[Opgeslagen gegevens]
══════════
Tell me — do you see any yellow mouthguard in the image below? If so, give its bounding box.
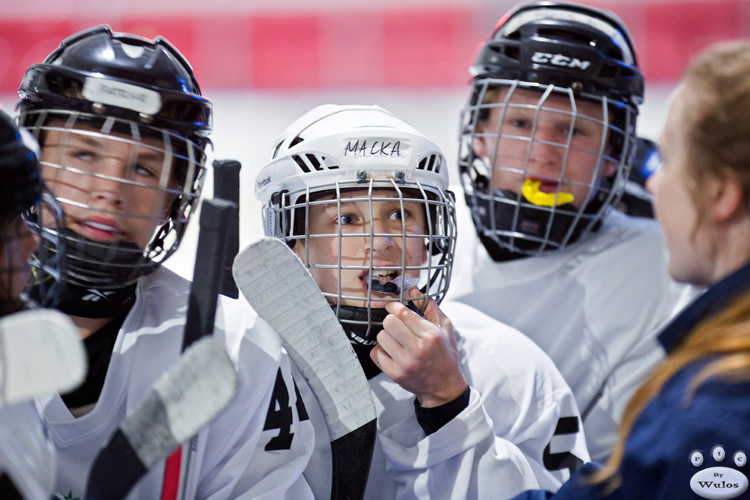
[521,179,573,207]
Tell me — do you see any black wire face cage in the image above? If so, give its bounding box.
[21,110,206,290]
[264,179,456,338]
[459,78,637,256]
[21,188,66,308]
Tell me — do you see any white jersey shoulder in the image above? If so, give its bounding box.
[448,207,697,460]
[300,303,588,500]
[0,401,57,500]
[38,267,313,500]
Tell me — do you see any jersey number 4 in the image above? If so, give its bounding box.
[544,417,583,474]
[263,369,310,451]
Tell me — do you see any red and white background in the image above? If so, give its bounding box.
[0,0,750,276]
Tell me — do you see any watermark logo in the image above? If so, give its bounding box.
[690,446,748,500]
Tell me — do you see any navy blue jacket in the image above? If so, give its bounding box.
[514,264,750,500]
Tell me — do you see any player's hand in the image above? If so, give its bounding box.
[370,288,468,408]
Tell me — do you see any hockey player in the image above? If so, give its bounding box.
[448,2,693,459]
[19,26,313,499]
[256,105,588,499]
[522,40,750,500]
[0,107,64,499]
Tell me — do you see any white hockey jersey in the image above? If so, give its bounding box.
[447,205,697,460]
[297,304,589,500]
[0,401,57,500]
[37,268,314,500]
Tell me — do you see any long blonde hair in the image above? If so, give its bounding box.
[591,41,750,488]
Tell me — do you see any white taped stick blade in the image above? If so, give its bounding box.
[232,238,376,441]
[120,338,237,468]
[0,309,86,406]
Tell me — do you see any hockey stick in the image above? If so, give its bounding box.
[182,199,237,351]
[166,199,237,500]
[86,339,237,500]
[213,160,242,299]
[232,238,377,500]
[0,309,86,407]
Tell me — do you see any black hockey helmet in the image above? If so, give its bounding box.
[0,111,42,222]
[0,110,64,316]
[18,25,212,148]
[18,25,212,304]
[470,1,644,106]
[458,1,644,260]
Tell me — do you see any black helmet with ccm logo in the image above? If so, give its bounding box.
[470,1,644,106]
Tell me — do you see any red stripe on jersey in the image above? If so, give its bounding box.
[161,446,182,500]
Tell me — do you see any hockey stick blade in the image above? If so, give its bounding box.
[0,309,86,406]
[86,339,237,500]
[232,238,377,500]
══════════
◆ Details opdracht ◆
Geef alle bovenstaande gegevens woordelijk opnieuw weer en laat daarbij de afbeeldingen weg.

◆ Resultaat hieronder ◆
Tell me — do you see any yellow mouthguard in the image below? If so, give its bounding box.
[521,179,573,207]
Tell me — do you see any black wire face cage in the image above? If so, give its bounding box.
[21,110,206,290]
[264,179,456,338]
[459,78,637,256]
[21,188,66,308]
Tell me — do you see any white jersey shoulder in the image above? If so, give its bounding box.
[448,207,697,460]
[300,303,588,500]
[0,401,57,500]
[38,267,313,500]
Tell me — do you see any jersey number 4 in the image above? If so, give its bounding box.
[544,417,583,474]
[263,369,310,451]
Tell me — do you see any red and white background in the image above? If so, give its bounding box.
[0,0,750,276]
Tell me — do you see any watermark logo in the image above? If so, give its bounding box.
[690,446,748,500]
Tell me — do you see any navy blue jacket in the image above? If so, give its bounding box.
[514,264,750,500]
Tell me — do you see any player's hand in the image above? If so, give its bounding box.
[370,288,468,408]
Tell me — do you see any hockey player in the image above? If so, give its bounding box.
[448,2,693,459]
[19,26,313,499]
[256,105,588,499]
[522,40,750,500]
[0,107,64,499]
Tell me — do you see any white hockey jersey in the image above? If so, give its bounding box.
[447,205,697,460]
[297,304,589,500]
[0,401,57,500]
[37,268,314,500]
Tell me — do you see any long blonde hair in the image above? If so, give its bounding box.
[591,41,750,488]
Tell me — do you see any white taped stick blade in the image above? If so, give its bounding box.
[232,238,376,441]
[120,338,237,468]
[0,309,86,406]
Tell me — do you see any hockey stick in the image above? If so, give its bounding box.
[182,199,237,351]
[166,199,237,500]
[86,339,237,500]
[213,160,242,299]
[232,238,377,500]
[0,309,86,407]
Tell me — do you see any black hockey helmet in the image above? If so, give its bounding box.
[0,111,42,222]
[0,110,64,316]
[18,25,212,148]
[18,25,212,304]
[470,1,644,106]
[458,1,644,260]
Tell me — do you see any black helmet with ccm logo in the image above? If so, give its bounding box.
[470,1,644,106]
Tell me — do you see any red stripe on jersey in the image above? If so, give its bounding box.
[161,446,182,500]
Tell me — do you see any hockey stick blade in the image above? If so, give its bounding box.
[0,309,86,406]
[86,339,237,500]
[232,238,377,500]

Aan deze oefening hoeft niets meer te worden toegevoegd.